EXERCISE GOAL -
Extract exactly and only the lines of the data below, starting at the line with "find the framed picture on wall" and stopping after the final line.

--- Start SUPPLIED INFORMATION ---

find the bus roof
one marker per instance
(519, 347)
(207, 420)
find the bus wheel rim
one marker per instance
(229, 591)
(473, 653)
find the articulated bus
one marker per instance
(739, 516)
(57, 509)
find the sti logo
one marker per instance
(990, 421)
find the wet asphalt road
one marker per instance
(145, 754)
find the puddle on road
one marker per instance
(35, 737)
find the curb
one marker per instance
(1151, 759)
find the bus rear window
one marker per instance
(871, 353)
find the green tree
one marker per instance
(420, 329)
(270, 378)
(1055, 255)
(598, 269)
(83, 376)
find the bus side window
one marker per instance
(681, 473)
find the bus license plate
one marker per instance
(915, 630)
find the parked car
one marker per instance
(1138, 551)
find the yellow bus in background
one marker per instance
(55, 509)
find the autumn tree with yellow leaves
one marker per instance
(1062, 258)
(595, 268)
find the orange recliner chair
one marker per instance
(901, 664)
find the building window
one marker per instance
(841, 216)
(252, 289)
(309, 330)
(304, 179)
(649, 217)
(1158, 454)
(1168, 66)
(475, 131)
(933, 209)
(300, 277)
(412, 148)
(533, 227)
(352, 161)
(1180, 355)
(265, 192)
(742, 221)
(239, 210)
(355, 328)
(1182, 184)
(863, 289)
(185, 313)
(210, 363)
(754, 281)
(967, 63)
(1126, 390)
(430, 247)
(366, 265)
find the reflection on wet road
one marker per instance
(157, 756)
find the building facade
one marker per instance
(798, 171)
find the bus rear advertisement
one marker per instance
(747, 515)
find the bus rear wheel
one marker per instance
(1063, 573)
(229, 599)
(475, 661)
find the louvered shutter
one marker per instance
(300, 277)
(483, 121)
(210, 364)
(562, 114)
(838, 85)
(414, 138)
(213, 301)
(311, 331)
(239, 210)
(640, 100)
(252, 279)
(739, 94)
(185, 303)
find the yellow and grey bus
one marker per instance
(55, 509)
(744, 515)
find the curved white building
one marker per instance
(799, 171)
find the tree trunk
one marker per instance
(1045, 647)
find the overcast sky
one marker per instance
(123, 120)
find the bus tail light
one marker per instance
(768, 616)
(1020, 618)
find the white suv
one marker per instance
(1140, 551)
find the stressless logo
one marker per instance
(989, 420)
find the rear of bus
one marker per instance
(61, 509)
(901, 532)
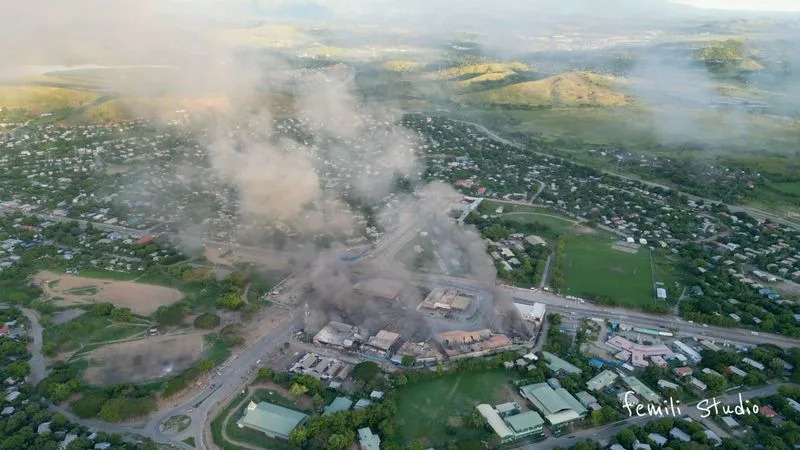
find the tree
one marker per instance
(298, 389)
(265, 373)
(122, 315)
(230, 301)
(408, 360)
(205, 365)
(626, 437)
(18, 369)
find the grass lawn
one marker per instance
(253, 437)
(591, 266)
(87, 329)
(424, 409)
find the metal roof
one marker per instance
(495, 421)
(338, 404)
(271, 418)
(525, 421)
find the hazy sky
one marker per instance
(753, 5)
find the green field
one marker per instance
(592, 268)
(84, 330)
(424, 409)
(253, 437)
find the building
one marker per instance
(601, 380)
(512, 427)
(446, 299)
(678, 434)
(557, 405)
(557, 364)
(273, 420)
(637, 352)
(380, 287)
(462, 344)
(367, 440)
(688, 351)
(753, 363)
(664, 384)
(730, 422)
(641, 389)
(338, 334)
(697, 384)
(338, 404)
(384, 341)
(657, 439)
(532, 313)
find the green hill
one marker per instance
(569, 89)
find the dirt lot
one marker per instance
(144, 359)
(141, 298)
(265, 259)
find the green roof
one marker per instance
(641, 389)
(368, 440)
(573, 402)
(272, 419)
(525, 421)
(557, 364)
(601, 380)
(338, 404)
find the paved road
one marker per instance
(605, 433)
(230, 379)
(756, 213)
(37, 360)
(560, 304)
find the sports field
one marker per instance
(592, 268)
(424, 409)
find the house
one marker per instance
(664, 384)
(737, 371)
(678, 434)
(657, 439)
(338, 404)
(602, 380)
(273, 420)
(697, 384)
(753, 363)
(713, 438)
(767, 412)
(682, 372)
(367, 440)
(730, 422)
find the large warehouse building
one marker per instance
(558, 406)
(273, 420)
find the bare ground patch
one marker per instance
(141, 298)
(144, 359)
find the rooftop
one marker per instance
(380, 287)
(557, 364)
(271, 419)
(384, 340)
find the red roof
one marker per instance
(144, 240)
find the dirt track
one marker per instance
(144, 359)
(141, 298)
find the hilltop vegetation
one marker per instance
(469, 70)
(38, 99)
(569, 89)
(730, 54)
(399, 65)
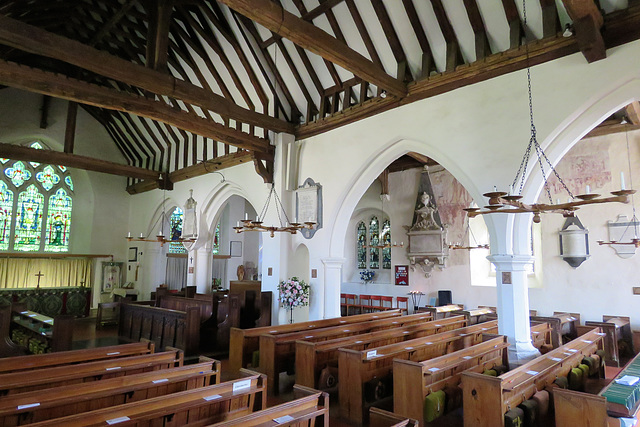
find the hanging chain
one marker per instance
(533, 141)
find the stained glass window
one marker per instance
(176, 232)
(18, 174)
(386, 240)
(361, 242)
(38, 218)
(374, 239)
(48, 177)
(28, 230)
(216, 240)
(6, 207)
(58, 222)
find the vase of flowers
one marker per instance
(293, 293)
(367, 276)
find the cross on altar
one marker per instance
(39, 275)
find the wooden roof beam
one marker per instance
(310, 37)
(38, 81)
(18, 152)
(40, 42)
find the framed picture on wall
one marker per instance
(402, 275)
(235, 249)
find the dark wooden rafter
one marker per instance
(480, 35)
(394, 41)
(41, 42)
(454, 55)
(587, 24)
(428, 64)
(306, 35)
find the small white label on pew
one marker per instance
(118, 420)
(212, 397)
(240, 385)
(283, 419)
(29, 405)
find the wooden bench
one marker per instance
(277, 352)
(310, 408)
(486, 399)
(477, 315)
(413, 381)
(618, 342)
(165, 327)
(201, 406)
(48, 360)
(382, 418)
(243, 342)
(313, 357)
(23, 381)
(598, 410)
(357, 369)
(35, 406)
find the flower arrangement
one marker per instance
(367, 276)
(293, 293)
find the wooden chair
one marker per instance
(387, 303)
(376, 302)
(403, 304)
(365, 304)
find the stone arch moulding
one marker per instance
(565, 136)
(362, 178)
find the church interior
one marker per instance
(319, 212)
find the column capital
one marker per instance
(510, 262)
(333, 262)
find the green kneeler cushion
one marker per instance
(514, 418)
(255, 359)
(575, 379)
(530, 409)
(434, 405)
(542, 399)
(562, 382)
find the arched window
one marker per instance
(35, 206)
(177, 217)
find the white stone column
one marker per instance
(332, 282)
(513, 305)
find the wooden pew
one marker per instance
(357, 369)
(243, 342)
(413, 381)
(312, 357)
(310, 408)
(442, 311)
(23, 381)
(39, 405)
(595, 410)
(486, 399)
(201, 406)
(165, 327)
(277, 352)
(618, 334)
(48, 360)
(382, 418)
(477, 315)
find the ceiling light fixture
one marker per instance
(509, 202)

--- End SUPPLIED INFORMATION ---

OUTPUT BELOW -
find the framed picture on wall
one marker per instance
(402, 275)
(235, 249)
find the dark wooden rafter
one marker per instance
(480, 35)
(394, 41)
(41, 42)
(454, 55)
(587, 24)
(428, 64)
(306, 35)
find the small white label on pew
one marker per instance
(118, 420)
(212, 397)
(240, 385)
(283, 419)
(29, 405)
find the wooden bench
one marker per instance
(277, 352)
(310, 408)
(486, 399)
(477, 315)
(413, 381)
(618, 342)
(165, 327)
(201, 406)
(48, 360)
(382, 418)
(243, 342)
(313, 357)
(23, 381)
(598, 410)
(357, 369)
(35, 406)
find the flower arrangement
one marker per instance
(367, 276)
(293, 293)
find the wooden chair
one marker per instance
(387, 303)
(376, 302)
(403, 304)
(365, 304)
find the stone arch moulding
one marker per instance
(565, 136)
(362, 178)
find the church interior
one marker per instance
(319, 212)
find the column capital
one marker per instance
(510, 262)
(333, 262)
find the green kneeler cushion
one marker per instance
(514, 418)
(255, 359)
(575, 379)
(530, 409)
(434, 405)
(542, 399)
(562, 382)
find the arched window
one marker per instance
(35, 206)
(177, 217)
find the white stone column
one marker per instance
(332, 282)
(513, 305)
find the wooden pew
one marker per instance
(357, 369)
(243, 342)
(413, 381)
(312, 357)
(310, 408)
(442, 311)
(23, 381)
(39, 405)
(595, 410)
(486, 399)
(201, 406)
(165, 327)
(277, 352)
(618, 334)
(48, 360)
(382, 418)
(477, 315)
find the ceiling light fixture
one marker per instance
(509, 202)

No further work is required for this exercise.